Provided data ->
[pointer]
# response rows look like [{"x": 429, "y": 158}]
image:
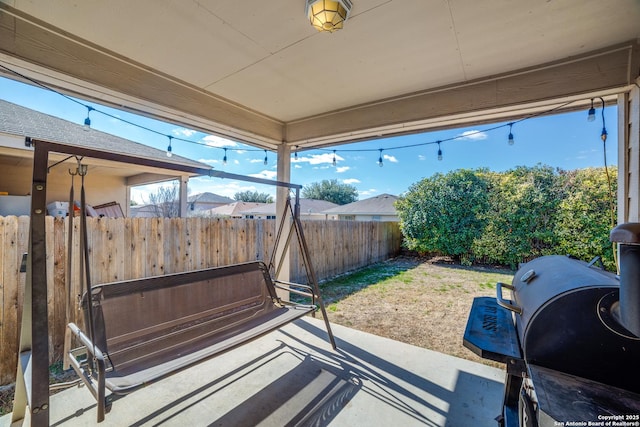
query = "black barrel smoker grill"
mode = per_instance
[{"x": 570, "y": 339}]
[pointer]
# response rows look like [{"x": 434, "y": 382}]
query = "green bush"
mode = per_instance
[
  {"x": 510, "y": 217},
  {"x": 445, "y": 212}
]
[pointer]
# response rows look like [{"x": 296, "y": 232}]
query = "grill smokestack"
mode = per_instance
[{"x": 628, "y": 237}]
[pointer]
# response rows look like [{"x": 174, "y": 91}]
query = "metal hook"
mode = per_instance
[{"x": 80, "y": 169}]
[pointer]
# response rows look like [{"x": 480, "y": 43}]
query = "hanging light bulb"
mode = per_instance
[
  {"x": 169, "y": 153},
  {"x": 328, "y": 15},
  {"x": 511, "y": 140},
  {"x": 592, "y": 112},
  {"x": 603, "y": 135},
  {"x": 87, "y": 121}
]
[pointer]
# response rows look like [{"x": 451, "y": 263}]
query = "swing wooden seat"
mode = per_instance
[
  {"x": 147, "y": 329},
  {"x": 142, "y": 330}
]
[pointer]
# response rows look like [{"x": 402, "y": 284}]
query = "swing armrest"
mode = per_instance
[
  {"x": 98, "y": 390},
  {"x": 291, "y": 287},
  {"x": 86, "y": 341}
]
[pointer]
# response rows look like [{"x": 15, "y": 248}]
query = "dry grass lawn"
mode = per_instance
[{"x": 424, "y": 302}]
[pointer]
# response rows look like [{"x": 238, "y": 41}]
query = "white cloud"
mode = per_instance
[
  {"x": 474, "y": 135},
  {"x": 225, "y": 187},
  {"x": 218, "y": 141},
  {"x": 368, "y": 193},
  {"x": 183, "y": 132},
  {"x": 318, "y": 159},
  {"x": 351, "y": 181},
  {"x": 266, "y": 174}
]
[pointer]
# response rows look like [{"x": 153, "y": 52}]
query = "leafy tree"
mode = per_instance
[
  {"x": 445, "y": 213},
  {"x": 522, "y": 216},
  {"x": 165, "y": 201},
  {"x": 331, "y": 191},
  {"x": 253, "y": 196},
  {"x": 585, "y": 214}
]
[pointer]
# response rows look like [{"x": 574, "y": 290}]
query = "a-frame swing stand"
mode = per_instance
[{"x": 125, "y": 346}]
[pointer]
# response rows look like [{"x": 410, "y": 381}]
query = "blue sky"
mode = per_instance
[{"x": 566, "y": 141}]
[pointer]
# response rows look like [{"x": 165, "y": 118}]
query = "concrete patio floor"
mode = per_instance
[{"x": 293, "y": 377}]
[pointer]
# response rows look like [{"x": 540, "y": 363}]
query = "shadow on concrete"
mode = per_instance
[{"x": 302, "y": 384}]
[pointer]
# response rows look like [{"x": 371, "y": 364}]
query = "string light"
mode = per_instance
[
  {"x": 87, "y": 121},
  {"x": 592, "y": 113},
  {"x": 510, "y": 140},
  {"x": 169, "y": 153}
]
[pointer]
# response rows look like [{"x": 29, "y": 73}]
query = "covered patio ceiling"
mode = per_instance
[{"x": 257, "y": 72}]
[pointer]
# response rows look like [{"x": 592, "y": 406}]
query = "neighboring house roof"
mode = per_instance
[
  {"x": 378, "y": 205},
  {"x": 234, "y": 209},
  {"x": 207, "y": 197},
  {"x": 307, "y": 207},
  {"x": 22, "y": 121}
]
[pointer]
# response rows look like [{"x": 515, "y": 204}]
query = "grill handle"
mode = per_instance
[{"x": 508, "y": 304}]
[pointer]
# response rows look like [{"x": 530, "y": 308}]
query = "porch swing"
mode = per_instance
[{"x": 143, "y": 330}]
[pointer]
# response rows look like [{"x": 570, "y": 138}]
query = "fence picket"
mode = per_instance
[{"x": 127, "y": 248}]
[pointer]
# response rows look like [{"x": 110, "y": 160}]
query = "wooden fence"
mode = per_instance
[{"x": 128, "y": 248}]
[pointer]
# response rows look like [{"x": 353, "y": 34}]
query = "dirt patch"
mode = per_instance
[
  {"x": 56, "y": 376},
  {"x": 424, "y": 302}
]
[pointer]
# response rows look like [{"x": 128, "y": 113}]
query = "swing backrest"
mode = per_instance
[{"x": 143, "y": 323}]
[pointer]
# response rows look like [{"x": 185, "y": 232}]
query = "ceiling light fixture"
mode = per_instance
[{"x": 328, "y": 15}]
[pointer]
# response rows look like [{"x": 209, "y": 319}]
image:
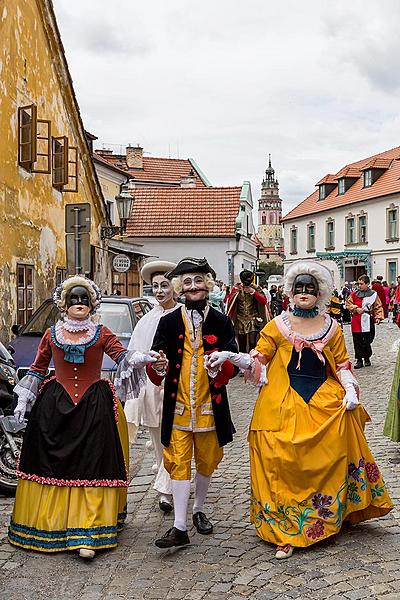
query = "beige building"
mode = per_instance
[{"x": 45, "y": 163}]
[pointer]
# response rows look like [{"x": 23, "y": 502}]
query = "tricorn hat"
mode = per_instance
[
  {"x": 191, "y": 265},
  {"x": 155, "y": 266}
]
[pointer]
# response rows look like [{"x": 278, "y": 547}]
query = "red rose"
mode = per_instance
[{"x": 210, "y": 339}]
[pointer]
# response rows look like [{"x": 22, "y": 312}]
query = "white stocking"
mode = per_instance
[
  {"x": 180, "y": 493},
  {"x": 201, "y": 487}
]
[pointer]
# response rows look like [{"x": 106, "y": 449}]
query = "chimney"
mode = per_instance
[
  {"x": 189, "y": 180},
  {"x": 104, "y": 152},
  {"x": 134, "y": 157}
]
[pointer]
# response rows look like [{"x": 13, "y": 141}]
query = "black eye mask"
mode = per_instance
[
  {"x": 305, "y": 284},
  {"x": 78, "y": 295}
]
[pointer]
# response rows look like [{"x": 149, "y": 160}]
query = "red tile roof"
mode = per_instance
[
  {"x": 157, "y": 170},
  {"x": 184, "y": 212},
  {"x": 388, "y": 183}
]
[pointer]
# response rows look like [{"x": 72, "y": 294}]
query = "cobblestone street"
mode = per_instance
[{"x": 361, "y": 562}]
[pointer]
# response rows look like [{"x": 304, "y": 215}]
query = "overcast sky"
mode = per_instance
[{"x": 315, "y": 83}]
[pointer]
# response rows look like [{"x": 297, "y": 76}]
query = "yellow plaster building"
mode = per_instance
[{"x": 45, "y": 163}]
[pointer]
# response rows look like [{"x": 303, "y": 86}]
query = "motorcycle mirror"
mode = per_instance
[{"x": 16, "y": 329}]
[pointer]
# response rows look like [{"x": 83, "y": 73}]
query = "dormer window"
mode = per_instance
[
  {"x": 341, "y": 186},
  {"x": 368, "y": 178}
]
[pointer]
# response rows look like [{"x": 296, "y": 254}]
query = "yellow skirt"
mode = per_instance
[
  {"x": 52, "y": 518},
  {"x": 314, "y": 473}
]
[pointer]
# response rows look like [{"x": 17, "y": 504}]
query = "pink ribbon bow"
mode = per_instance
[{"x": 317, "y": 347}]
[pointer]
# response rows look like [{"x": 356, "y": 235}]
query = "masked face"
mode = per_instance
[
  {"x": 305, "y": 291},
  {"x": 246, "y": 277},
  {"x": 78, "y": 303},
  {"x": 162, "y": 290},
  {"x": 194, "y": 286}
]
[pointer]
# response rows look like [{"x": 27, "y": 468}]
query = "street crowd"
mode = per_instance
[{"x": 310, "y": 464}]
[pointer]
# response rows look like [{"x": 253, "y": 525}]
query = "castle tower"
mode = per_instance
[{"x": 270, "y": 210}]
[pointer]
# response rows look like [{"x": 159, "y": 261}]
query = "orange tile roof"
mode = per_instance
[
  {"x": 184, "y": 212},
  {"x": 156, "y": 170},
  {"x": 388, "y": 183}
]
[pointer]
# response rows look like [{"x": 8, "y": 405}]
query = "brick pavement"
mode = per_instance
[{"x": 233, "y": 563}]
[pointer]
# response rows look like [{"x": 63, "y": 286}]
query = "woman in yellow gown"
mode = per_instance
[{"x": 311, "y": 467}]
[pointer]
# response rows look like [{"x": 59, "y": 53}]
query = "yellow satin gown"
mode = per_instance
[{"x": 311, "y": 467}]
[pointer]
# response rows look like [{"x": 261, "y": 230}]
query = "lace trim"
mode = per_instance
[
  {"x": 60, "y": 343},
  {"x": 310, "y": 338}
]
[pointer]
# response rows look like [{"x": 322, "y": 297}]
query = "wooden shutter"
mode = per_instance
[
  {"x": 72, "y": 185},
  {"x": 43, "y": 147},
  {"x": 27, "y": 130},
  {"x": 60, "y": 162}
]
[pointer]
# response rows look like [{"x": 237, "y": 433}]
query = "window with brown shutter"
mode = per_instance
[
  {"x": 27, "y": 126},
  {"x": 33, "y": 140},
  {"x": 60, "y": 157},
  {"x": 72, "y": 185}
]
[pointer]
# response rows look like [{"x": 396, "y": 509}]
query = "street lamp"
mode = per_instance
[{"x": 124, "y": 202}]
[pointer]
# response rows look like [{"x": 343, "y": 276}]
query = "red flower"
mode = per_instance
[
  {"x": 372, "y": 472},
  {"x": 210, "y": 339}
]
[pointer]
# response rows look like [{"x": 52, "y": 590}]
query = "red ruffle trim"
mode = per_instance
[{"x": 73, "y": 482}]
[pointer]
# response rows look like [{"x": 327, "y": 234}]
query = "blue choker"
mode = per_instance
[{"x": 306, "y": 313}]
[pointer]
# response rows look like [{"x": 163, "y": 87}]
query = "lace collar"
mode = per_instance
[{"x": 322, "y": 333}]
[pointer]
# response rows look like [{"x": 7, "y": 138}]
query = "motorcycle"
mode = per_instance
[{"x": 11, "y": 431}]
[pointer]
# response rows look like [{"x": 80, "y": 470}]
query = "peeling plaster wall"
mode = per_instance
[{"x": 31, "y": 210}]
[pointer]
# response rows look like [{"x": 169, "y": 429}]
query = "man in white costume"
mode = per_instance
[{"x": 146, "y": 409}]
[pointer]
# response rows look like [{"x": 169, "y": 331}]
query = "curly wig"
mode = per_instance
[
  {"x": 321, "y": 273},
  {"x": 60, "y": 293},
  {"x": 177, "y": 282}
]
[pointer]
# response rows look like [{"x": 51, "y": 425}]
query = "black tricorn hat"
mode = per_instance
[{"x": 191, "y": 265}]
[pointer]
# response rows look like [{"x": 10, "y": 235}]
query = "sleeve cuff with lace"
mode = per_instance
[
  {"x": 131, "y": 374},
  {"x": 28, "y": 387}
]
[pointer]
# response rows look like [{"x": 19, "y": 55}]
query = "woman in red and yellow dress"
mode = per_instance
[{"x": 73, "y": 469}]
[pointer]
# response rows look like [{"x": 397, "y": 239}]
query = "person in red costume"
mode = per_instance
[
  {"x": 73, "y": 468},
  {"x": 249, "y": 310}
]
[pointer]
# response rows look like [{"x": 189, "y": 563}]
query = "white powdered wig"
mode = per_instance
[
  {"x": 177, "y": 282},
  {"x": 321, "y": 273}
]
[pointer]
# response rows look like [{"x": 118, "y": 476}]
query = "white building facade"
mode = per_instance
[{"x": 351, "y": 235}]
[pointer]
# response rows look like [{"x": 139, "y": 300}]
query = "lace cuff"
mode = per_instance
[
  {"x": 131, "y": 375},
  {"x": 28, "y": 387}
]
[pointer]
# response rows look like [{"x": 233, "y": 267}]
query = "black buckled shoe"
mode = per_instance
[
  {"x": 202, "y": 524},
  {"x": 165, "y": 506},
  {"x": 173, "y": 537}
]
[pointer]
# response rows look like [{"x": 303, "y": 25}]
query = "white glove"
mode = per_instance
[
  {"x": 239, "y": 359},
  {"x": 138, "y": 360},
  {"x": 350, "y": 401},
  {"x": 348, "y": 381},
  {"x": 20, "y": 410}
]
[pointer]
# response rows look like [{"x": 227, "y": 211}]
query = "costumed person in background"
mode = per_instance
[
  {"x": 310, "y": 464},
  {"x": 249, "y": 310},
  {"x": 366, "y": 311},
  {"x": 73, "y": 468},
  {"x": 196, "y": 418},
  {"x": 146, "y": 409}
]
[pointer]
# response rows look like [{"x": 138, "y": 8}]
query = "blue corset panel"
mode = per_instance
[{"x": 311, "y": 375}]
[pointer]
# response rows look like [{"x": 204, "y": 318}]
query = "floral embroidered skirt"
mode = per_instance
[
  {"x": 392, "y": 421},
  {"x": 59, "y": 517},
  {"x": 315, "y": 473}
]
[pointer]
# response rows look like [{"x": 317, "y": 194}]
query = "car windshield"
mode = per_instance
[{"x": 115, "y": 316}]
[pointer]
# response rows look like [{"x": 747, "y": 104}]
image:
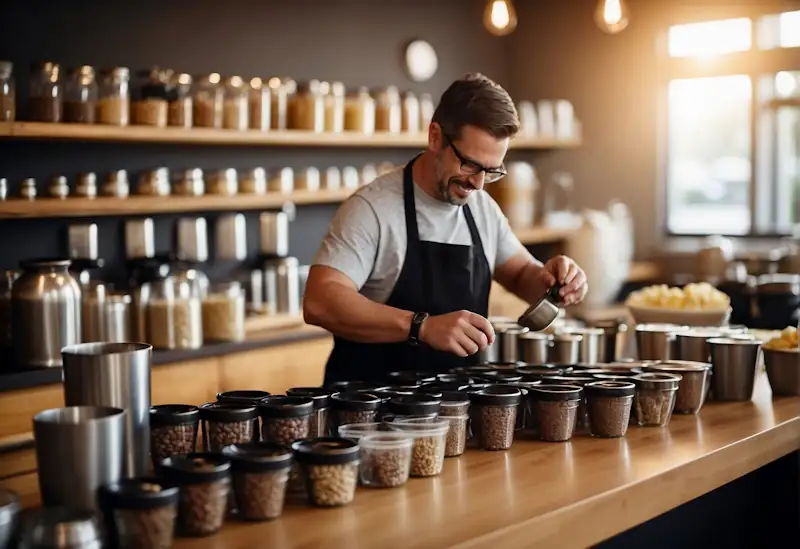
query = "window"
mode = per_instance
[{"x": 733, "y": 126}]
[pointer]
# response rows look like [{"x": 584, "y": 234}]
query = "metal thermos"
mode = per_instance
[
  {"x": 46, "y": 308},
  {"x": 118, "y": 375}
]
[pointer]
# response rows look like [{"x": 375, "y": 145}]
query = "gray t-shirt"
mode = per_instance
[{"x": 367, "y": 238}]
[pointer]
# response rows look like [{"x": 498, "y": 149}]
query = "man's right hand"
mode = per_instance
[{"x": 461, "y": 332}]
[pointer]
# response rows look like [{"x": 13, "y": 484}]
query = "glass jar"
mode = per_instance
[
  {"x": 359, "y": 114},
  {"x": 173, "y": 431},
  {"x": 259, "y": 105},
  {"x": 208, "y": 101},
  {"x": 113, "y": 107},
  {"x": 45, "y": 96},
  {"x": 260, "y": 472},
  {"x": 8, "y": 105},
  {"x": 223, "y": 313},
  {"x": 388, "y": 110},
  {"x": 179, "y": 96},
  {"x": 334, "y": 108},
  {"x": 235, "y": 105},
  {"x": 330, "y": 469},
  {"x": 150, "y": 107},
  {"x": 307, "y": 108},
  {"x": 204, "y": 480}
]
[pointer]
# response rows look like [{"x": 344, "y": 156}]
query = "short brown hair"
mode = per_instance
[{"x": 476, "y": 100}]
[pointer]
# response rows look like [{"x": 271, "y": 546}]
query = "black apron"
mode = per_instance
[{"x": 436, "y": 278}]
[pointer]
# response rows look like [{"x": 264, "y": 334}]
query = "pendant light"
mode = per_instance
[
  {"x": 611, "y": 16},
  {"x": 500, "y": 17}
]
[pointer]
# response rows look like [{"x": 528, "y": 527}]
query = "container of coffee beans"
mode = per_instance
[
  {"x": 322, "y": 399},
  {"x": 330, "y": 469},
  {"x": 226, "y": 423},
  {"x": 260, "y": 471},
  {"x": 555, "y": 410},
  {"x": 694, "y": 381},
  {"x": 204, "y": 481},
  {"x": 609, "y": 404},
  {"x": 430, "y": 438},
  {"x": 655, "y": 397},
  {"x": 385, "y": 459},
  {"x": 285, "y": 419},
  {"x": 142, "y": 512},
  {"x": 173, "y": 430},
  {"x": 494, "y": 416},
  {"x": 352, "y": 407}
]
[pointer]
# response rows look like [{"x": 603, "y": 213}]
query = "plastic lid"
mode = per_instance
[
  {"x": 140, "y": 493},
  {"x": 557, "y": 392},
  {"x": 257, "y": 457},
  {"x": 326, "y": 450},
  {"x": 497, "y": 395},
  {"x": 228, "y": 412},
  {"x": 196, "y": 468},
  {"x": 285, "y": 406},
  {"x": 610, "y": 388},
  {"x": 173, "y": 414}
]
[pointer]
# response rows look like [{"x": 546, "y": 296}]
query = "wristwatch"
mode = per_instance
[{"x": 416, "y": 324}]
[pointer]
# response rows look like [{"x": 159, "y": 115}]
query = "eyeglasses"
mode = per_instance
[{"x": 470, "y": 167}]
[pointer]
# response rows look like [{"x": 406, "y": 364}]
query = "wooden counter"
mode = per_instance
[{"x": 549, "y": 495}]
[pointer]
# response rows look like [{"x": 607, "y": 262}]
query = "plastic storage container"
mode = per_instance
[
  {"x": 260, "y": 472},
  {"x": 204, "y": 481},
  {"x": 173, "y": 430},
  {"x": 330, "y": 469}
]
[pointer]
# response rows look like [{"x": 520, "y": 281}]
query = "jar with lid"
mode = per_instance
[
  {"x": 8, "y": 106},
  {"x": 334, "y": 108},
  {"x": 80, "y": 96},
  {"x": 307, "y": 108},
  {"x": 150, "y": 104},
  {"x": 359, "y": 115},
  {"x": 235, "y": 115},
  {"x": 223, "y": 312},
  {"x": 259, "y": 105},
  {"x": 179, "y": 97},
  {"x": 388, "y": 110},
  {"x": 45, "y": 95},
  {"x": 207, "y": 101}
]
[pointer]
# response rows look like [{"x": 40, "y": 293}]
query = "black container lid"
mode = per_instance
[
  {"x": 414, "y": 405},
  {"x": 610, "y": 388},
  {"x": 556, "y": 392},
  {"x": 228, "y": 412},
  {"x": 258, "y": 457},
  {"x": 326, "y": 450},
  {"x": 497, "y": 395},
  {"x": 173, "y": 414},
  {"x": 140, "y": 493},
  {"x": 195, "y": 468},
  {"x": 355, "y": 402},
  {"x": 320, "y": 395}
]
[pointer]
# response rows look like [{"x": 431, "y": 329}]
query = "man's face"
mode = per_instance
[{"x": 460, "y": 163}]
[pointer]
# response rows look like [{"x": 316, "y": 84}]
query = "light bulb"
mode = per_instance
[
  {"x": 611, "y": 15},
  {"x": 499, "y": 17}
]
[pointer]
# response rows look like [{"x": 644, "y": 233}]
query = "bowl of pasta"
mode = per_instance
[{"x": 698, "y": 304}]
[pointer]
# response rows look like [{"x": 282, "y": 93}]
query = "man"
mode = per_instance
[{"x": 402, "y": 278}]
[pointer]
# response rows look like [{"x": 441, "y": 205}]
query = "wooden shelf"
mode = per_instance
[{"x": 207, "y": 136}]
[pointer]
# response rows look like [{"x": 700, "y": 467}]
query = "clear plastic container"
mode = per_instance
[
  {"x": 385, "y": 459},
  {"x": 330, "y": 469},
  {"x": 80, "y": 96},
  {"x": 114, "y": 103},
  {"x": 224, "y": 312},
  {"x": 260, "y": 473},
  {"x": 204, "y": 481},
  {"x": 173, "y": 430}
]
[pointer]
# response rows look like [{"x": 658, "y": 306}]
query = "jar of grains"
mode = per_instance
[
  {"x": 45, "y": 95},
  {"x": 80, "y": 96}
]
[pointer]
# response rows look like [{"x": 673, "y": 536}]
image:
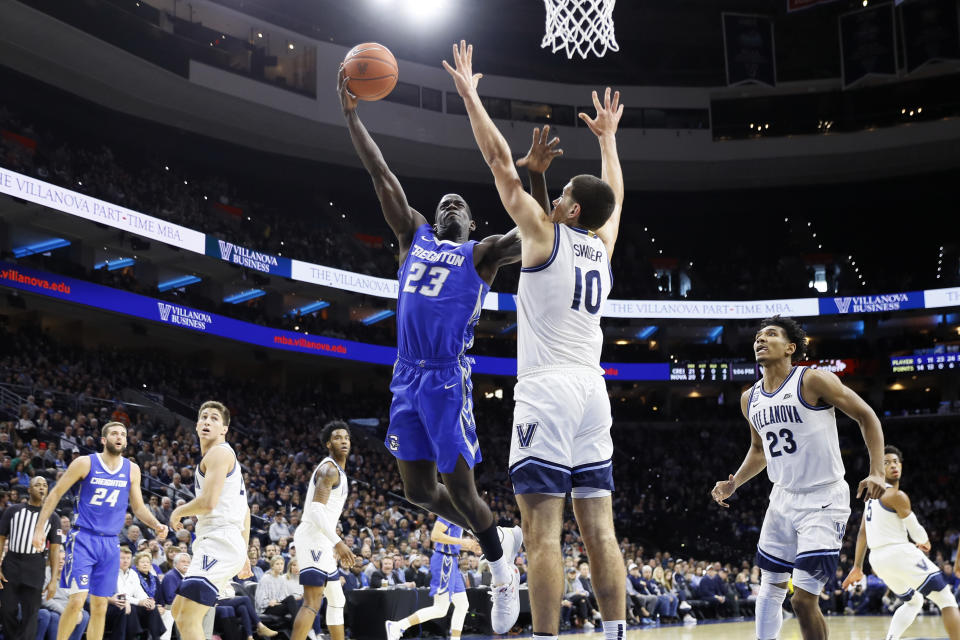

Task instructions -> Collect every line in the records that contains the string "metal".

Exercise answer ->
query = "metal hook"
query = "metal thermos"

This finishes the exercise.